**SOURCE TEXT**
↓
# grandparents of my country and its Slingshot



## alfshooter (May 11, 2011)

These are the Slingshot preferred by my countrymen elders with stone, all pulling my 1 Slingshot was one such, gums were bike camera.....
now I have my small collection of metal
Best regards


----------



## Hrawk (Oct 25, 2010)

Cool, these pics are great !!!


----------



## Knoll (Nov 10, 2011)

Bud, you've got great collection!


----------



## Hrawk (Oct 25, 2010)

The highest number I can see is 90, how many people would you say are competing in total ?


----------



## M.J (Nov 1, 2010)

Great post!
I love all the pictures from tournaments. Very inspiring.


----------



## Charles (Aug 26, 2010)

Those are some wonderful wire frame slingshots. And I love the photos of the guys shooting. Thanks for posting these.

Cheers ..... Charles


----------



## Bob Fionda (Apr 6, 2011)

Alf, these are great pics and a good document. You're metal frame collection is very nice.


----------



## RedRubber (Nov 8, 2011)

Thanks for posting, I really enjoyed the photos.


----------



## Dayhiker (Mar 13, 2010)

I enjoyed looking at all the pictures too. Thanks!


----------



## alfshooter (May 11, 2011)

Hrawk said:


> The highest number I can see is 90, how many people would you say are competing in total ?


Hello Hrawk
Not be exactly the number of participants, but about 100, organize tournaments in the regional Festival of towns or cities, if we make sure great influx of people, are preparing a large "paella", assistance is varied, on all many young children and young people, tournaments begin at 10.30 a.m. and end at 15,.30 or 16 hours mix novice shooters with expert and it's fun, entries are made at the time.
a hug, (see that paellas, rich are)


----------



## alfshooter (May 11, 2011)

Hello Knolltop, M_ j, Charles, Bob, Redrubber, great Dayhiker thank you very much for your words, for my share is living.
A hug


----------



## Bob Fionda (Apr 6, 2011)

alfshooter said:


> The highest number I can see is 90, how many people would you say are competing in total ?


Hello Hrawk
Not be exactly the number of participants, but about 100, organize tournaments in the regional Festival of towns or cities, if we make sure great influx of people, are preparing a large "paella", assistance is varied, on all many young children and young people, tournaments begin at 10.30 a.m. and end at 15,.30 or 16 hours mix novice shooters with expert and it's fun, entries are made at the time.
a hug, (see that paellas, rich are)
[/quote]

PAELLA!!! I LOVE IT, SLURRPPP!!!!! A nice end of the tournament


----------



## Tirador (Jun 14, 2010)

Very nice pics. It would be interesting to see any video. I think it's fascinating how different people shoot. The food looked delicious to! You are very lucky to be there, and we are all very lucky you took the time to share this with us. Thanks!
↑
**GIVEN RECORDS**
↓
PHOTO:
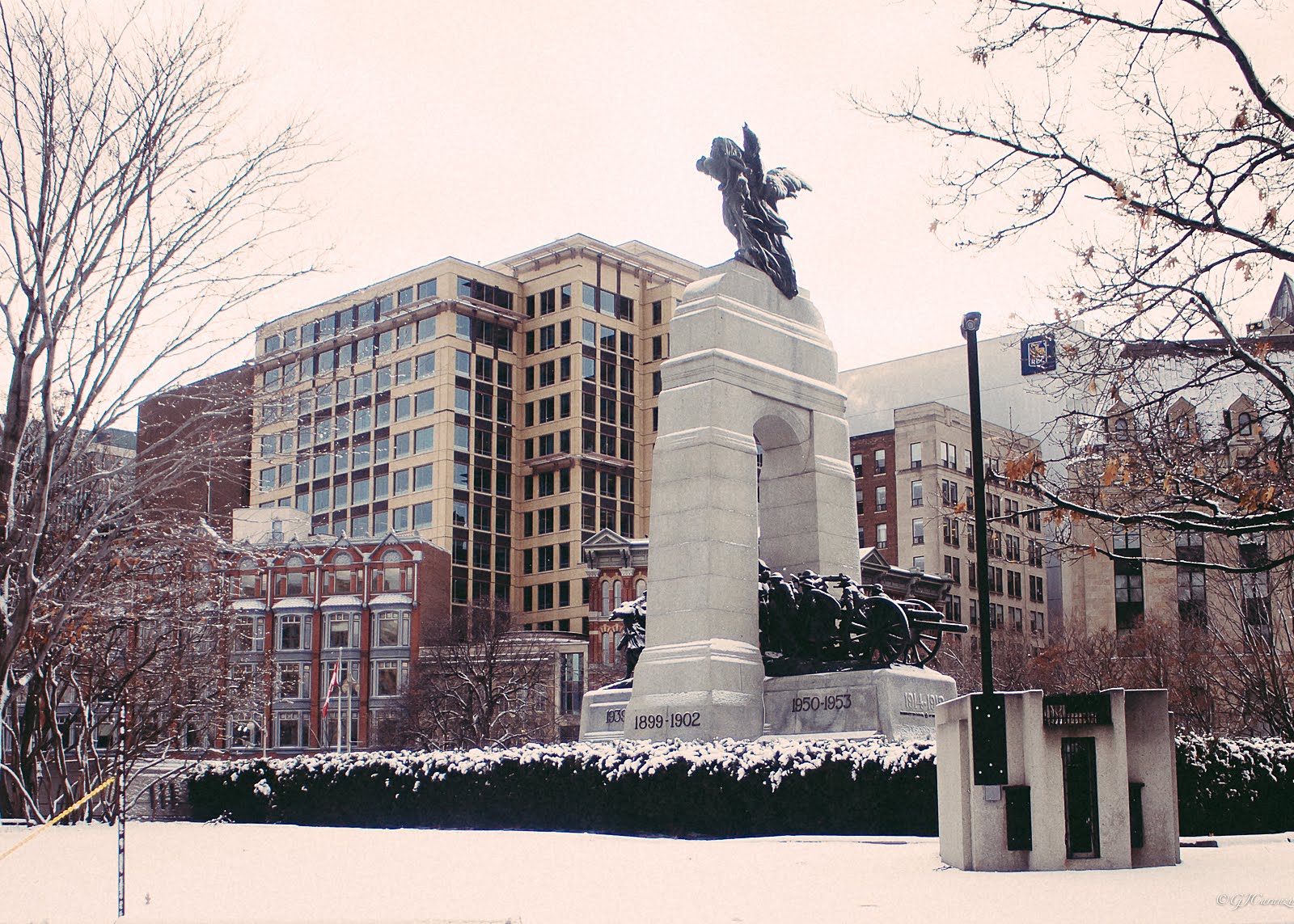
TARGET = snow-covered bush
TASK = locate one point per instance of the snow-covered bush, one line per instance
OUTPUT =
↑
↓
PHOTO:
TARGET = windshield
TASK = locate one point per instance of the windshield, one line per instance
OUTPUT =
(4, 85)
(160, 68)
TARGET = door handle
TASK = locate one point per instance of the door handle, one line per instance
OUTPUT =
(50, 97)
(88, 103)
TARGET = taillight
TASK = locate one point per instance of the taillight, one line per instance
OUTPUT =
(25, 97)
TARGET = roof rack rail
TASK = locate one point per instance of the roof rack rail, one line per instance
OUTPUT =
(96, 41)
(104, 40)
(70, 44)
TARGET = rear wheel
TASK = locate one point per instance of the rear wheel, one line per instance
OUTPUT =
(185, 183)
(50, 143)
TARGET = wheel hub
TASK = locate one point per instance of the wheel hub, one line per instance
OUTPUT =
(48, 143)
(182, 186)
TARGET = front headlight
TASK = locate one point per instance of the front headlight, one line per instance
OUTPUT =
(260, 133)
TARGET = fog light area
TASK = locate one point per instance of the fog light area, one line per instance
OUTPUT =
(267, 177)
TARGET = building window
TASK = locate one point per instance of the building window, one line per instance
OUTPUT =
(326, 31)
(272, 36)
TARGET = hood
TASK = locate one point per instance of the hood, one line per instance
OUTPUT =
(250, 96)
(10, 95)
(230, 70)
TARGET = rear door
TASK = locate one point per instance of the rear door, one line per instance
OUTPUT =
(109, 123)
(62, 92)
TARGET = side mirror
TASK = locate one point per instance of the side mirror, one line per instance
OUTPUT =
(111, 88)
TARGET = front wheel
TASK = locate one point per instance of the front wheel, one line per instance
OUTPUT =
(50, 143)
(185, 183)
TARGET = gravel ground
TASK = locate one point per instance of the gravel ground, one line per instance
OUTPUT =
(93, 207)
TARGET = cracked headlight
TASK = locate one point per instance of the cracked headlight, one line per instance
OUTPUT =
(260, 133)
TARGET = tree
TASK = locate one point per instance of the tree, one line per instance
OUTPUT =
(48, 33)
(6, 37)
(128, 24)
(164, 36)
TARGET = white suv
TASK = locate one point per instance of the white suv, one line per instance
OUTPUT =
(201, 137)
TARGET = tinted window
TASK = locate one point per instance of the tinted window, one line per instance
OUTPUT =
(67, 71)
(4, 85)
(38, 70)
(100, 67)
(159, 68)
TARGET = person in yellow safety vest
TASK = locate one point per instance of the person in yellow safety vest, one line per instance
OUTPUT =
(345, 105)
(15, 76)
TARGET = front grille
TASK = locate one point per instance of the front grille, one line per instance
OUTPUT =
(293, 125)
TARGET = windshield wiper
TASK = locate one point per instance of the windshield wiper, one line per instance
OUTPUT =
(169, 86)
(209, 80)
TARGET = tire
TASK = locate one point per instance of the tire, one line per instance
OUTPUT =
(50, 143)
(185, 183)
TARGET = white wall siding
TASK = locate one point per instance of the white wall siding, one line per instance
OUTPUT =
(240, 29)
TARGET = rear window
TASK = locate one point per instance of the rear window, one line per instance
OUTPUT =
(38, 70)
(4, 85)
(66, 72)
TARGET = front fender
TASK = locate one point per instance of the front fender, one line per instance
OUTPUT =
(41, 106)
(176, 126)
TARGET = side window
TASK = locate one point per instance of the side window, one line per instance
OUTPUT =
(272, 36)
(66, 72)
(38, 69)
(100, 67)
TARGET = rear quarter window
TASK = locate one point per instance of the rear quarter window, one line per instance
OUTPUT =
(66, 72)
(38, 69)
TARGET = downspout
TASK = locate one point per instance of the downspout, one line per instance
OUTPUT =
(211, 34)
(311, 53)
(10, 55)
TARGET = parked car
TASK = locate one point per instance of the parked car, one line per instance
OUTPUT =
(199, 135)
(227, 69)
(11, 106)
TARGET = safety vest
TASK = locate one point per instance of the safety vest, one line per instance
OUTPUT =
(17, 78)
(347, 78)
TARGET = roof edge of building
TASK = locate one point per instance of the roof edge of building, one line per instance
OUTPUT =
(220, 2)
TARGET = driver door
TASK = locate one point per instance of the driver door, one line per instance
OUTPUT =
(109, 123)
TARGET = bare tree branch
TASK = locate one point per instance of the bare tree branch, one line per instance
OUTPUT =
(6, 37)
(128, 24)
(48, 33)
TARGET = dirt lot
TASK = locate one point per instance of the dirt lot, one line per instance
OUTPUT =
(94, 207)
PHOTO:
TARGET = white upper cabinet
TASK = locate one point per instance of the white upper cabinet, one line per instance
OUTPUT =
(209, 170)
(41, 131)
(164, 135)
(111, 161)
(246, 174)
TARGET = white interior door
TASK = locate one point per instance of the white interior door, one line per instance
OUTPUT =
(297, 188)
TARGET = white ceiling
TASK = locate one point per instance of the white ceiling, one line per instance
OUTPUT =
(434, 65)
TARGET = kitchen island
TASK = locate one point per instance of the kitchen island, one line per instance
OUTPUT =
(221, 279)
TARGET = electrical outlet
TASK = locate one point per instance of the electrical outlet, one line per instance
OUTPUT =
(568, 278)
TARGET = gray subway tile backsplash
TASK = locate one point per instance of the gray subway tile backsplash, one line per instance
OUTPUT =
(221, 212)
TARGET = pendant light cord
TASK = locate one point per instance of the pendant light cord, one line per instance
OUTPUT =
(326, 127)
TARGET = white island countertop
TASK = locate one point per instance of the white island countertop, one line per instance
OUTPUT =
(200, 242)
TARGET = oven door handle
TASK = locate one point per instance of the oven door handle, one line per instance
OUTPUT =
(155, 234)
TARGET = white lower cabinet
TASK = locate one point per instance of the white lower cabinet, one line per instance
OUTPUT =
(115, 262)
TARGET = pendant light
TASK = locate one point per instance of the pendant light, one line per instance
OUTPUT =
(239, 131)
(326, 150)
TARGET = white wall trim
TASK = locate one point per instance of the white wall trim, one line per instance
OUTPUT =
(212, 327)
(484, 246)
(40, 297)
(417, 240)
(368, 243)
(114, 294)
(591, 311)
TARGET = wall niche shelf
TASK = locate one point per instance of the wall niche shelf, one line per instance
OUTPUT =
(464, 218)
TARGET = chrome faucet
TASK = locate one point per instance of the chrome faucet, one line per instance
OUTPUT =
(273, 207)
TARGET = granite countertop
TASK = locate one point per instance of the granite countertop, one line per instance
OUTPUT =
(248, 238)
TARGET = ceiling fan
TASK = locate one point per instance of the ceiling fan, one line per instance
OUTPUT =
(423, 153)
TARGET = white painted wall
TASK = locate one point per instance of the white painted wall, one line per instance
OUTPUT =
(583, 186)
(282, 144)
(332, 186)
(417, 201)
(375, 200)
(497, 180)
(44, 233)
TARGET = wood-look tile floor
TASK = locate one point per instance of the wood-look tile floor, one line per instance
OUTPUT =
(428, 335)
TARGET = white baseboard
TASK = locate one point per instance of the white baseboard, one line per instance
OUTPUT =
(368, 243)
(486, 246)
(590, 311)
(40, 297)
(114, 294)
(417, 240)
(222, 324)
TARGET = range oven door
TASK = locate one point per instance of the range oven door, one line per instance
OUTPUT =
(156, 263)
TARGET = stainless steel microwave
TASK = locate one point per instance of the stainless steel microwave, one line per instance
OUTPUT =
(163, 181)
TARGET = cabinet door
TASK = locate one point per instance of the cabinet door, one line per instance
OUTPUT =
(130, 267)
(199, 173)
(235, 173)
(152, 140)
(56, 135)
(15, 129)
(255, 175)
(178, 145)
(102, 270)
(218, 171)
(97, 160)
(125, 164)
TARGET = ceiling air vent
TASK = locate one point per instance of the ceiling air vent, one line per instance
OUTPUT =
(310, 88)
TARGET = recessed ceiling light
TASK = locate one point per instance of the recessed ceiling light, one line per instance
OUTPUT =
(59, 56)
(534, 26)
↑
↓
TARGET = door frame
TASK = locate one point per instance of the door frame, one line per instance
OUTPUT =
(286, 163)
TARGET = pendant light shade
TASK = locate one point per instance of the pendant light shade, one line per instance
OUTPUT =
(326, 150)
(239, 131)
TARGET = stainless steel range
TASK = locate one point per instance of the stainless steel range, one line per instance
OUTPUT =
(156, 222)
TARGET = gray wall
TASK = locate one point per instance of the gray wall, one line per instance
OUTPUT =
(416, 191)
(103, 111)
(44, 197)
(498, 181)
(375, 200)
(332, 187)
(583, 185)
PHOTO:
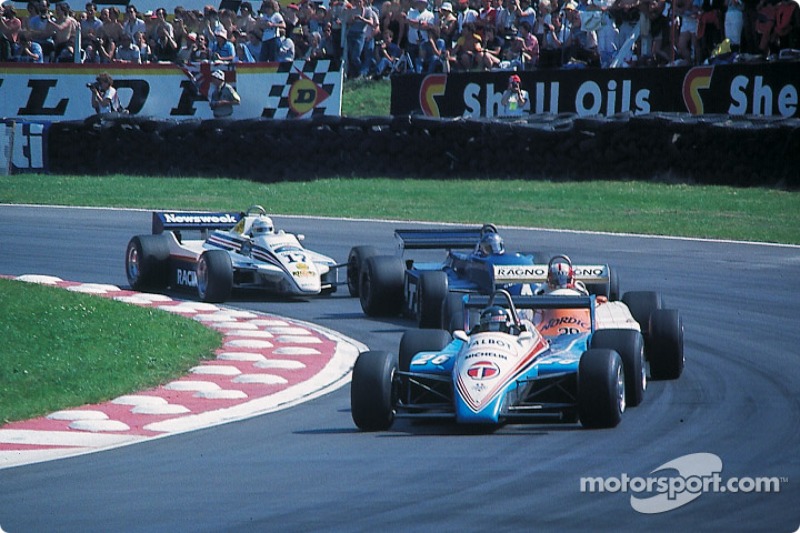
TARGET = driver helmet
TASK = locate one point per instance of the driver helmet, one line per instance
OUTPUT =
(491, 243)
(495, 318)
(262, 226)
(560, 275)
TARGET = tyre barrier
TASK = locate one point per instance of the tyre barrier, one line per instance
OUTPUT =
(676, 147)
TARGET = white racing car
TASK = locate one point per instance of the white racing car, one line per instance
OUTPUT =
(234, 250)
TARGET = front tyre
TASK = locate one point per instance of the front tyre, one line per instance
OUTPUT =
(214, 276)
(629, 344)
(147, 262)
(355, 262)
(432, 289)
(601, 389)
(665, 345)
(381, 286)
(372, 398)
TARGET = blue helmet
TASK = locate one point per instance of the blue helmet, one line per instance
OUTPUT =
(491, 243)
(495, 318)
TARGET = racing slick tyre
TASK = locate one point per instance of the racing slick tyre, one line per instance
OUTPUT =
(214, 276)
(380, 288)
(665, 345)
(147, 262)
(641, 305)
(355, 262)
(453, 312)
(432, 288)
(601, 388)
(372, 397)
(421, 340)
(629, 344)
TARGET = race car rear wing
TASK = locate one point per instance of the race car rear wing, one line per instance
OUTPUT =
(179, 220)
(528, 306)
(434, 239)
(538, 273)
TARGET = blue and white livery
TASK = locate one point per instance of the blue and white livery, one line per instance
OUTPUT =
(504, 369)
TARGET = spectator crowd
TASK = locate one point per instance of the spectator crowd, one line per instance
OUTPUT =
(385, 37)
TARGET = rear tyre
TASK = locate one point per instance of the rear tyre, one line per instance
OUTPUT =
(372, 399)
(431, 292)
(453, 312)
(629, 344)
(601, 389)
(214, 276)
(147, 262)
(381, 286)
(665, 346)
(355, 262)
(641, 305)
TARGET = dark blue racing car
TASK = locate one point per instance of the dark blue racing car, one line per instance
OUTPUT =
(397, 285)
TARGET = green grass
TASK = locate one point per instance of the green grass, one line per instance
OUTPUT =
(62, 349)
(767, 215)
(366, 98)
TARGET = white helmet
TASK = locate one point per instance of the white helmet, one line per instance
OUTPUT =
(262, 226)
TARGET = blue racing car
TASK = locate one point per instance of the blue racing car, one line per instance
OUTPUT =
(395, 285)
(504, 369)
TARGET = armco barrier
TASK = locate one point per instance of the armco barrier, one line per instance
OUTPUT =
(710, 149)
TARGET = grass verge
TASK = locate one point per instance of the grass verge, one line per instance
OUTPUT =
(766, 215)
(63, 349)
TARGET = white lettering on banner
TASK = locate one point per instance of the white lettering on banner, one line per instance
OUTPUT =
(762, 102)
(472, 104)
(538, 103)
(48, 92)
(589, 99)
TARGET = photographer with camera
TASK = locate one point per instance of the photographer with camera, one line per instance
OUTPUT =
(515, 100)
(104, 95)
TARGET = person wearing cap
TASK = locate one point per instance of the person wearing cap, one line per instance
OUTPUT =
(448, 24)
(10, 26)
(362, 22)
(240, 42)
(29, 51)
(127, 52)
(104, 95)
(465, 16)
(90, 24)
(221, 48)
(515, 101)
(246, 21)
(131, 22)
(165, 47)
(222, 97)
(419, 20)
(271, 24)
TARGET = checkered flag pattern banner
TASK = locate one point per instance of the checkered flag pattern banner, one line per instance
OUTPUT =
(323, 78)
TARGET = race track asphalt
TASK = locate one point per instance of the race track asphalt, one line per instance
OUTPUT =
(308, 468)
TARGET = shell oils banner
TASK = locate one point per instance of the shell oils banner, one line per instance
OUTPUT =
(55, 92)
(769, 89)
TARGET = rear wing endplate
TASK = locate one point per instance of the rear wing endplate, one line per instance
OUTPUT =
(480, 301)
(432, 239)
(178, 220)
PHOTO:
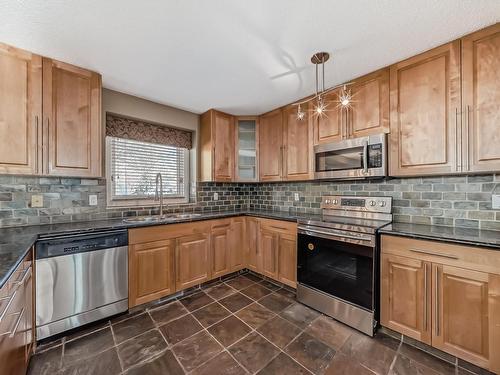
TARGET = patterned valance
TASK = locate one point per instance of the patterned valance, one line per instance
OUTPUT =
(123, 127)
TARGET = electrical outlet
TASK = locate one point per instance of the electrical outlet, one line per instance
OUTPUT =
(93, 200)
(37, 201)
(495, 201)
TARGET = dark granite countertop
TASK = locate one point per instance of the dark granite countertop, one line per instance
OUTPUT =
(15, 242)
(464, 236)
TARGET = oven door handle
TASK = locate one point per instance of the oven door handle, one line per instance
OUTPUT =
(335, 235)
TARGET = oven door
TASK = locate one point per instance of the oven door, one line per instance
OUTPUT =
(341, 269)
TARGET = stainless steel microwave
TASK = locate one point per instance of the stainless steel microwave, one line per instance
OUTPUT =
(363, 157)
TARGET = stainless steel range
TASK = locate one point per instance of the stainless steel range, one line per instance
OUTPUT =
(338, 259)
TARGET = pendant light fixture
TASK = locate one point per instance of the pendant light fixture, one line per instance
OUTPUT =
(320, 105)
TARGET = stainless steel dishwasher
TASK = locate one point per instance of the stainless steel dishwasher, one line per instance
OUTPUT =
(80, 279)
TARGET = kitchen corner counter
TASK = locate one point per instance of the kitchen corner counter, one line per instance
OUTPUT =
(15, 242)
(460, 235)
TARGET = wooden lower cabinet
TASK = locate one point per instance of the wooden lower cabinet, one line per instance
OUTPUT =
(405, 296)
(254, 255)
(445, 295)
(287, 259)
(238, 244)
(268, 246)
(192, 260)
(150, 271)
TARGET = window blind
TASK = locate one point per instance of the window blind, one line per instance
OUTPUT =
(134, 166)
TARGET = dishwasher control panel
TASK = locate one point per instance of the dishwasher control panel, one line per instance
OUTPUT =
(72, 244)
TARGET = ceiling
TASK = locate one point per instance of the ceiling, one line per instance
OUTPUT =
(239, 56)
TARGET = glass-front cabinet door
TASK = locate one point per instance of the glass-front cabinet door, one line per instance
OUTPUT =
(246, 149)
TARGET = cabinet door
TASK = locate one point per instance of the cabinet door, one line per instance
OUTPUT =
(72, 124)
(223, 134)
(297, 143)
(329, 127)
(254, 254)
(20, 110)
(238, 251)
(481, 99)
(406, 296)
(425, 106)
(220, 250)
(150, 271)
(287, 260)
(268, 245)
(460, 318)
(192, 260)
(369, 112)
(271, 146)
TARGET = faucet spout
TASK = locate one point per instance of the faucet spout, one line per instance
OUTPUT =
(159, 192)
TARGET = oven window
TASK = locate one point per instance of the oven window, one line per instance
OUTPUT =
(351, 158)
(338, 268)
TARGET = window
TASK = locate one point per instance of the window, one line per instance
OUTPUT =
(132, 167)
↑
**GOALS**
(A) Summarize the slingshot forum thread in three sentences.
(B) Carry on the slingshot forum thread after its final post.

**IN RESPONSE**
(A) A forum member, alfshooter, shares pictures of slingshots preferred by the elders of their country, along with a small collection of metal ones. Other members praise the pictures, the tournament photos and the metal frame collection. Asked how many people compete, alfshooter estimates about 100 and explains that the tournaments are held at regional town and city festivals, run from 10:30 a.m. to mid-afternoon, mix novice and expert shooters, and feature a large paella.

(B)
----------



## M.J (Nov 1, 2010)

100 slingshooters and great food!
I'm moving to Spain.


----------



## Flatband (Dec 18, 2009)

Magnifico Alf!!! Todo bien Pana! Me gusta mucho los pictoros de Tournament en Espana! Me gusta tambien-PAELLA!!!!!! Gracias Flatband


----------



## NightKnight (Dec 16, 2009)

Very neat! Paella is pronounced like Pie-e-ya, right?


----------



## SlingGal (Jun 18, 2011)

Friends, shooting, and paella.... Sounds like so much fun!

-Restita


----------



## Pro-Shot (UK) Catapults (Apr 21, 2010)

Just hand my evening meal ?think i need to move to spain nice pics mate top marks


----------



## alfshooter (May 11, 2011)

NightKnight said:


> Very neat! Paella is pronounced like Pie-e-ya, right?


The pronunciation is literally as written, P-A - E - L-L - A.
greeting


----------



## NightKnight (Dec 16, 2009)

In Spanish "E" is pronounced like an "i" in English, and "LL" is pronounced like "Y" in English, right?


----------



## alfshooter (May 11, 2011)

_Hello
Thank you very much everyone, my respects Restita.







_


----------



## alfshooter (May 11, 2011)

NightKnight said:


> In Spanish "E" is pronounced like an "i" in English, and "LL" is pronounced like "Y" in English, right?


Right friend.
greeting


----------



## pgandy (Aug 15, 2011)

NightKnight said:


> In Spanish "E" is pronounced like an "i" in English, and "LL" is pronounced like "Y" in English, right?


I find that somewhat hard to answer as in English the vowels' pronunciation changes depending on the word. In Spanish there is no change. 
A good comparison for "e" in Spanish would be the same as "e" in the English desk, chest, or ten.
"ll" in Spanish is similar to "ll" in the English million or bullion.


----------



## Henry the Hermit (Jun 2, 2010)

I can only speak for how the locals pronounce it, but "ll" has a soft j, almost zh sound "pa ay zha". Of course, you should realize that Panamanian Spanish is a lot like Deep South English, except for the speed. And, Panamanians can tell what part of the country a person is from by listening to them speak. My wife knows which country a person comes from after hearing them speak. Spanish is every bit as localized as English.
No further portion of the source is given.